_What needs to be done_
Please rewrite every one of the items below with "marker" replaced by "pin" and all else left unchanged. Omit the pictures from your version.

(Excerpts from point annotation data)
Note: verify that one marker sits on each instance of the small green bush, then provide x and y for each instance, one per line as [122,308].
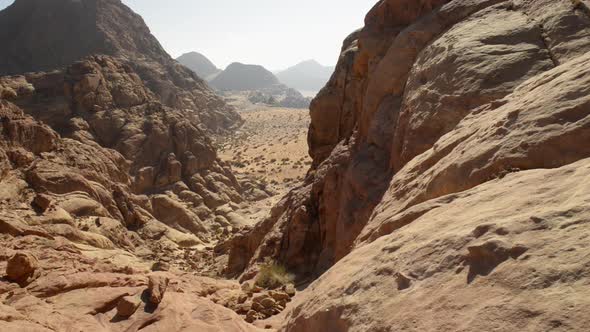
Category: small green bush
[272,276]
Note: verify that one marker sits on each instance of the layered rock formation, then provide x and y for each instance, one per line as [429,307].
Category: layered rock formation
[46,35]
[449,155]
[107,173]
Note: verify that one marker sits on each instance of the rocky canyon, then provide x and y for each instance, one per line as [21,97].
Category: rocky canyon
[445,187]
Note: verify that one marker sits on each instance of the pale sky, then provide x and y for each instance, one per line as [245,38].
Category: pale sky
[272,33]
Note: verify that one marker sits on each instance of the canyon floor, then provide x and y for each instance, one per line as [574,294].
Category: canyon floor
[270,148]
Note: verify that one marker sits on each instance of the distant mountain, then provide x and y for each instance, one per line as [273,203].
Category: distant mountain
[198,63]
[306,76]
[241,77]
[261,84]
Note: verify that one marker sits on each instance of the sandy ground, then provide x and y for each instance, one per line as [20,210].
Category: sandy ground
[271,148]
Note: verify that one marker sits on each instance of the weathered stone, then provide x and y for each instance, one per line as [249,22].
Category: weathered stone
[157,286]
[21,267]
[127,306]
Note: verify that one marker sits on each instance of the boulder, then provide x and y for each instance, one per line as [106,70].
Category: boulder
[21,267]
[157,286]
[127,306]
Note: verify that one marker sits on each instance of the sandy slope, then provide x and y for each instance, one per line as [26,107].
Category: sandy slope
[271,148]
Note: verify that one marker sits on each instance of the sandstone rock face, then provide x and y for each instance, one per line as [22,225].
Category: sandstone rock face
[21,267]
[448,165]
[157,288]
[127,306]
[93,152]
[54,34]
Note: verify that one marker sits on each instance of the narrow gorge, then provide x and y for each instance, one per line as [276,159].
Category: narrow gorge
[446,187]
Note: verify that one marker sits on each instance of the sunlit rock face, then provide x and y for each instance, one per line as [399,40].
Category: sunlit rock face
[448,149]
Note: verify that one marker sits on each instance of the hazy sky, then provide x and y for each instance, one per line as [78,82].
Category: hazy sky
[273,33]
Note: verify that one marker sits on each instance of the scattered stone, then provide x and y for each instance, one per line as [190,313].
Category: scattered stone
[127,306]
[21,267]
[157,287]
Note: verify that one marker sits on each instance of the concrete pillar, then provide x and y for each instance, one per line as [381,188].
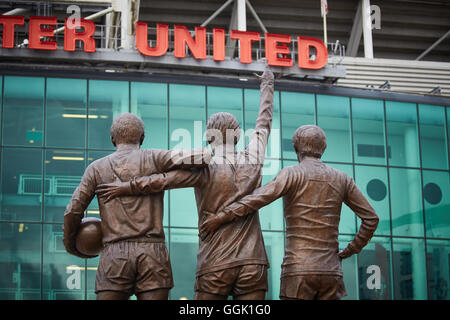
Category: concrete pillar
[367,29]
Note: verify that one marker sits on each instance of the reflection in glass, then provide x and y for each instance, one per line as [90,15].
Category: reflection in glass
[23,111]
[438,269]
[63,170]
[20,245]
[406,202]
[183,208]
[271,216]
[374,269]
[436,194]
[347,223]
[149,102]
[225,100]
[401,124]
[432,137]
[183,256]
[333,116]
[187,117]
[368,131]
[66,115]
[409,269]
[107,99]
[63,273]
[372,181]
[297,109]
[21,184]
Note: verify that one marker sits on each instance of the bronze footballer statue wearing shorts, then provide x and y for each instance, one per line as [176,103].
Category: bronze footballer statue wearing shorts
[233,260]
[134,259]
[313,194]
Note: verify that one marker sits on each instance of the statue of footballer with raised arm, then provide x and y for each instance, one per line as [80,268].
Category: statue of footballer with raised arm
[231,261]
[313,194]
[134,258]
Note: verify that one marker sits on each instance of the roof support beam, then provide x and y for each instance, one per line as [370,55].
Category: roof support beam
[216,13]
[255,15]
[423,54]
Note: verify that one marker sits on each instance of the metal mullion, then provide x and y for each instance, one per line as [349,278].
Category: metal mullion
[391,262]
[421,192]
[43,155]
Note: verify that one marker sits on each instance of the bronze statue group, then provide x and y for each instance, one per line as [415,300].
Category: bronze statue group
[232,259]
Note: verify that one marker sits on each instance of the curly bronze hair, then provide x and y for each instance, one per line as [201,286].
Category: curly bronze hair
[127,128]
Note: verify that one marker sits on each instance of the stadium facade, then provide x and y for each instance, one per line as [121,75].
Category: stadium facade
[383,100]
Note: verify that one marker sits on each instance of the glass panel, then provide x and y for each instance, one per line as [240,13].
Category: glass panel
[448,131]
[436,192]
[438,269]
[183,256]
[433,137]
[350,271]
[20,267]
[409,269]
[63,273]
[107,99]
[374,269]
[183,208]
[22,184]
[333,116]
[271,216]
[274,243]
[66,113]
[372,181]
[92,265]
[401,124]
[63,171]
[252,100]
[226,100]
[93,210]
[368,131]
[149,102]
[347,223]
[23,111]
[297,109]
[187,116]
[406,202]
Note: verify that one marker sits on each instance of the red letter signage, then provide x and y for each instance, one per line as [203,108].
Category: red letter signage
[36,32]
[71,35]
[245,43]
[304,61]
[9,22]
[162,39]
[273,50]
[183,38]
[218,44]
[277,46]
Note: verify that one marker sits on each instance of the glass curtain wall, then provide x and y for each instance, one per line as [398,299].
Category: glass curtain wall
[52,128]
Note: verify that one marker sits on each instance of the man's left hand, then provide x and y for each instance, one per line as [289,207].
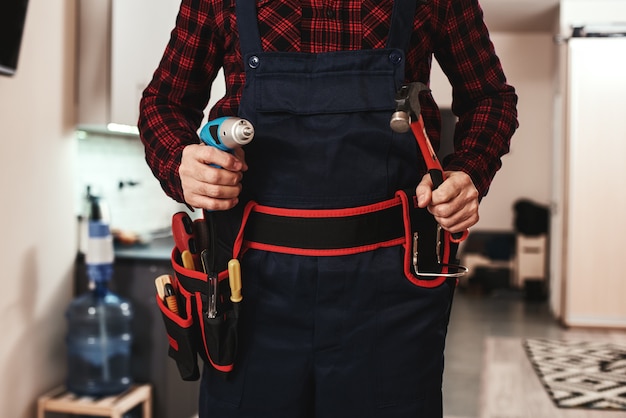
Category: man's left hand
[454,204]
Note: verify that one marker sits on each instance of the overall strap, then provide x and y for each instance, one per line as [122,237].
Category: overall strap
[399,35]
[402,18]
[248,27]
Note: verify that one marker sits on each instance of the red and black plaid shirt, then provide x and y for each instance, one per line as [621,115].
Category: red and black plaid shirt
[205,38]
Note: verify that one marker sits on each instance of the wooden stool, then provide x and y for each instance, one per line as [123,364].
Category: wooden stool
[60,400]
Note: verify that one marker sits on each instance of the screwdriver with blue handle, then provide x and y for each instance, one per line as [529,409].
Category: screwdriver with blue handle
[227,134]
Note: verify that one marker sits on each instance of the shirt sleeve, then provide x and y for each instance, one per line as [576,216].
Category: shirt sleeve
[171,107]
[483,101]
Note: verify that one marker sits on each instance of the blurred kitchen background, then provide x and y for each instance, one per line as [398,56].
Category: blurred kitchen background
[83,65]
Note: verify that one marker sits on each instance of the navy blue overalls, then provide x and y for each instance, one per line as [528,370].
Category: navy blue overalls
[330,334]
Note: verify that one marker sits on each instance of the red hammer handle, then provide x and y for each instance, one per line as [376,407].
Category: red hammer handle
[432,164]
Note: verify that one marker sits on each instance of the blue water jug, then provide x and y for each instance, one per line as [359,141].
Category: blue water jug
[99,334]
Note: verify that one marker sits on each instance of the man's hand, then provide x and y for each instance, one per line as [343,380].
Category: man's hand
[209,187]
[454,204]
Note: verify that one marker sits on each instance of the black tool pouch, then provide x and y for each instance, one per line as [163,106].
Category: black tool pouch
[192,332]
[182,330]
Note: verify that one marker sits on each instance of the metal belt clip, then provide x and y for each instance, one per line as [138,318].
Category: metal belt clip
[458,270]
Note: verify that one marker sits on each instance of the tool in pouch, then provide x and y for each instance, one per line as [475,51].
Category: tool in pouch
[408,117]
[221,314]
[208,301]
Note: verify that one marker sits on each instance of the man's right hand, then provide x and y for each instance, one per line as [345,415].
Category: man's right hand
[209,187]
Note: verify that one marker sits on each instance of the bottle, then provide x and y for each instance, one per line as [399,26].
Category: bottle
[99,321]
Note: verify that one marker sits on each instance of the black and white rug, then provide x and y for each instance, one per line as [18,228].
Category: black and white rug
[580,374]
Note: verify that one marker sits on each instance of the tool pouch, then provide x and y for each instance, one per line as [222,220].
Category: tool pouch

_Response to this exercise_
Note: verify that one pin sits on each instance of the small green bush, then provide x and y for each instance, one per line as [122,308].
Category: small green bush
[272,276]
Note: verify that one pin sits on each instance of the layered rock formation, then provide x and y for each instance, one per line as [429,307].
Category: layered rock formation
[46,35]
[449,155]
[107,173]
Note: verify that one pin sits on each instance of the rocky canyon, then provide x and y for each instance, one per line as [21,97].
Category: rocky canyon
[445,187]
Note: verify that one pin sits on each instance of the pale sky, then provide x and y for each instance, one per line as [245,38].
Category: pale sky
[272,33]
Note: verify that one pin sits on each instance of the canyon floor, then provide x and y for each instance, one per line as [574,294].
Category: canyon floor
[270,148]
Note: verify that one pin sits on each instance of the distant mountain, then provide x and y for each instance, one per line as [273,203].
Category: distant mountain
[198,63]
[306,76]
[241,77]
[261,84]
Note: verify that one pin sits on each instance of the sandy ground, then provide x and y for each instance, one per line as [20,210].
Category: sandy ground
[271,148]
Note: verify that one pin sits on each instance of the weathered stone, then provide x and y for each instance, one per line as [249,22].
Category: weathered stone
[157,286]
[21,267]
[127,306]
Note: verify that one pin sits on each instance of the boulder, then provide x and y for each instance, one per line as [106,70].
Category: boulder
[21,267]
[157,286]
[127,306]
Note: verify that one pin sits on each instance of the sandy slope, then provide x and y for each instance, one per line as [26,107].
Category: sandy slope
[271,148]
Note: verify that one pin sits on each instance of the sandstone rock face, then provide x and y for each instance, one per line as [22,225].
Category: sandstone rock face
[21,267]
[448,165]
[157,288]
[127,306]
[93,152]
[54,34]
Note: verify that one pin sits on each instance of the narrow gorge, then provide x and y for each instance, one per line as [276,159].
Category: narrow gorge
[446,187]
Note: verify that one pin sits on each instance of the sunlit rock face, then provide x and y for each instance, one per line as [399,40].
Category: sunlit rock face
[448,149]
Note: verify that one pin sits on each instance of the hazy sky, then provide x and y for each instance, one per line as [78,82].
Category: hazy sky
[273,33]
Note: verify that one pin sits on each instance of the scattered stone, then provide x and y for each instance, one per line as [190,313].
Category: scattered stone
[127,306]
[21,267]
[157,287]
Note: verify that one pin sits on each instance of the concrete pillar, then provide x and y for each instance, one per line as [381,188].
Category: concrete pillar
[367,29]
Note: verify that one pin sits on each instance of the reflection in glass, then provide x and y for each instance, one per line as [90,15].
Category: reflection in glass
[23,111]
[438,269]
[63,170]
[20,245]
[406,202]
[183,208]
[271,216]
[374,269]
[436,194]
[347,223]
[149,102]
[225,100]
[401,124]
[432,137]
[183,256]
[333,116]
[187,117]
[368,131]
[66,115]
[409,269]
[107,99]
[63,273]
[372,181]
[297,109]
[21,184]
Note: verify that one pin sits on each instance of the bronze footballer statue wearing shorts, then provide x and y for each instance, one per line as [176,103].
Category: bronze footballer statue wearing shorts
[233,260]
[134,259]
[313,194]
Note: verify that one pin sits on each instance of the statue of footballer with raised arm, then provide x and y for each instance, one per line as [80,268].
Category: statue of footballer with raised arm
[231,261]
[313,194]
[134,258]
Note: verify that one pin sits on each instance of the roof support beam, then provide x and y for each instance, one per line as [370,55].
Category: roof support beam
[216,13]
[255,15]
[423,54]
Note: verify that one pin sits on each instance of the metal mullion, then provide x and y for each instance, one per line as [349,278].
Category: metal mullion
[391,262]
[421,192]
[43,155]
Note: verify that one pin sits on each instance of the bronze statue group, then provide x and y for each instance, one per line as [415,300].
Category: bronze statue group
[232,259]
Note: verify that one pin sits on each instance of the curly bronze hair, then provide x and y for each instance, one per line as [201,286].
Category: curly bronze hair
[127,128]
Note: verify that one pin sits on each instance of the stadium facade, then provide x and y for each instance, one per line as [121,75].
Category: stadium facade
[383,100]
Note: verify that one pin sits on each instance of the glass panel, then provide x and y for each instance, one per line as [240,13].
Category: glass panel
[448,131]
[436,192]
[438,269]
[183,256]
[433,137]
[350,271]
[20,267]
[409,269]
[63,273]
[107,99]
[374,269]
[183,208]
[22,184]
[333,116]
[271,216]
[274,243]
[66,113]
[372,181]
[92,265]
[401,124]
[63,171]
[252,100]
[226,100]
[93,210]
[368,131]
[149,102]
[347,223]
[23,111]
[297,109]
[187,116]
[406,202]
Note: verify that one pin sits on each instance of the red letter signage, then provide x and y for each instance, one per line as [203,108].
Category: red letter signage
[36,32]
[71,35]
[245,43]
[304,61]
[9,22]
[162,39]
[273,50]
[183,38]
[218,44]
[277,46]
Note: verify that one pin sits on each instance of the glass curtain wall, then provide x and y for each instance, one per line as [398,299].
Category: glass curtain wall
[52,128]
Note: verify that one pin sits on each instance of the man's left hand, then provide x and y for each instance, one per line as [289,207].
Category: man's left hand
[454,204]
Note: verify that one pin sits on each instance of the overall strap, then provide x and y for each instance, one per line as [122,237].
Category: overall strap
[399,35]
[402,18]
[248,27]
Note: verify that one pin sits on each instance of the red and black plaid shirt, then provide x and y for each instance, one per line as [621,115].
Category: red and black plaid shirt
[205,38]
Note: verify that one pin sits on each instance of the wooden stool, then provide x and y for each instance, one per line as [123,364].
Category: wooden stool
[60,400]
Note: verify that one pin sits on each instance of the screwdriver with blue handle, then provide x and y for each instance, one per line as [529,409].
Category: screwdriver with blue handle
[227,134]
Note: verify that one pin sits on each instance of the shirt sleeve, then provide x and y for each instance, one per line as [576,216].
Category: shirt sleeve
[171,107]
[483,101]
Note: verify that one pin sits on each instance of the blurred kitchen background, then provide x and y for each instance, one per line as [398,56].
Category: blurred kitchen background
[83,65]
Note: verify that one pin sits on each instance of the navy blue overalls, then provide x and y for each instance, one per line as [528,370].
Category: navy blue overalls
[330,334]
Note: verify that one pin sits on each instance of the red hammer handle, then provide x and y for each instance, one per line as [376,407].
Category: red hammer handle
[432,164]
Note: verify that one pin sits on each instance of the blue water jug, then provide x and y for each instance, one per line as [359,141].
Category: blue water jug
[99,334]
Note: verify that one pin sits on each instance of the man's hand, then provide x and y for each instance, one per line as [343,380].
Category: man's hand
[209,187]
[454,204]
Note: verify that one pin sits on each instance of the black tool pouch, then provide x and y for each instance, one per line as [163,106].
Category: black tool pouch
[192,332]
[182,330]
Note: verify that one pin sits on each instance of the metal belt clip, then provide x and y for each instance, one per line as [138,318].
Category: metal belt clip
[458,270]
Note: verify that one pin sits on each instance of the tool in pouch, then provide x and y for each instance, one per line as [475,51].
Category: tool in pouch
[408,117]
[221,314]
[208,301]
Note: verify that one pin sits on each instance of the man's right hand, then provide x and y for each instance, one per line as [345,415].
Category: man's right hand
[209,187]
Note: verify that one pin sits on each instance of the bottle, then provide x and y for each instance, one per line as [399,26].
Category: bottle
[99,321]
Note: verify that one pin sits on each instance of the black and white rug, then provide x and y for each instance, one per line as [18,228].
Category: black and white rug
[580,374]
Note: verify that one pin sits on each instance of the tool pouch, then provide x and y for each instance, one per line as [222,220].
Category: tool pouch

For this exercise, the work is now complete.